(Region annotation entries)
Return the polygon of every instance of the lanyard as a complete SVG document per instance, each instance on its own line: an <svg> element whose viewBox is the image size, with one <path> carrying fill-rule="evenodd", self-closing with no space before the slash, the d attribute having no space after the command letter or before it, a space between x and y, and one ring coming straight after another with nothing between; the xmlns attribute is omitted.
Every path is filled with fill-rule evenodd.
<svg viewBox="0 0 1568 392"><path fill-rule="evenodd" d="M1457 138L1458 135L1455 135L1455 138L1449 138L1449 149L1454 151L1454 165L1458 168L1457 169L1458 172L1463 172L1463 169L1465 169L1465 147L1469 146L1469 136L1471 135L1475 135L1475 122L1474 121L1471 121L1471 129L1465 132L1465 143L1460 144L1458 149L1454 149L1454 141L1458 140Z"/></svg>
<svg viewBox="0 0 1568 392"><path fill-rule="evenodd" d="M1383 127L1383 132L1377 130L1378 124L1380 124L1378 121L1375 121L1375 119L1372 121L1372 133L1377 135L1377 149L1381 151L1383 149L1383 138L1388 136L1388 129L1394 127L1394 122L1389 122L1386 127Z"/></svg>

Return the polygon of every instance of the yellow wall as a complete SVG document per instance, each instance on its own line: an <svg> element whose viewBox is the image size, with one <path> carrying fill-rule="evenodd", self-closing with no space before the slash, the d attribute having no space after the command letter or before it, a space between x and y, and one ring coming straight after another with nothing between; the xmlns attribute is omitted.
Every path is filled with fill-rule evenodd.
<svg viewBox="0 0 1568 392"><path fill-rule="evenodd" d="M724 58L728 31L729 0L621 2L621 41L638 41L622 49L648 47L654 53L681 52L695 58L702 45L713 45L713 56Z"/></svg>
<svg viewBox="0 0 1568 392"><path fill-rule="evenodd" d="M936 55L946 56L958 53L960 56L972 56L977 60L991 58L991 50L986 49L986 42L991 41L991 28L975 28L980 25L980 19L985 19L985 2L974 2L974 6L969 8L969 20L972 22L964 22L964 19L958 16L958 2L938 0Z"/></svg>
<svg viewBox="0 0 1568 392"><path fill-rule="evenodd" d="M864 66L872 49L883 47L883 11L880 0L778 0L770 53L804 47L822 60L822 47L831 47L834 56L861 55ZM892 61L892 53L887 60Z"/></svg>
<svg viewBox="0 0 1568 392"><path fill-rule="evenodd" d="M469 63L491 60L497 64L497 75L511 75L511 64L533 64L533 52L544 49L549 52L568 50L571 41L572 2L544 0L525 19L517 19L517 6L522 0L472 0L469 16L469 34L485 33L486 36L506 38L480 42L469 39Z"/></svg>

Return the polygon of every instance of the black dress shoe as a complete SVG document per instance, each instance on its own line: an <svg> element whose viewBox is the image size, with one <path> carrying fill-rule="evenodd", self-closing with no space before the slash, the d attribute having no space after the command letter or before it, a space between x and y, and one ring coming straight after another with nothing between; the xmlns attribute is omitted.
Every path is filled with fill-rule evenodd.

> [The request]: Copy out the lines of the material once more, without any change, starting at the line containing "Return the polygon of every instance of the yellow" and ending at the line containing "58L728 31L729 0L621".

> [Worked answer]:
Return the polygon of every instance of the yellow wall as a complete SVG document per instance, each instance on its own line: an <svg> element whose viewBox is the image size, with one <path> carrying fill-rule="evenodd", self-closing with no space before the slash, the d attribute having no space after the command letter or before it, a space between x and y, and one ring coming straight after another with nothing between; the xmlns attribute is omitted.
Every path is filled with fill-rule evenodd.
<svg viewBox="0 0 1568 392"><path fill-rule="evenodd" d="M724 58L728 31L729 0L621 2L621 41L638 41L622 49L648 47L654 53L681 52L695 58L702 45L713 45L713 56Z"/></svg>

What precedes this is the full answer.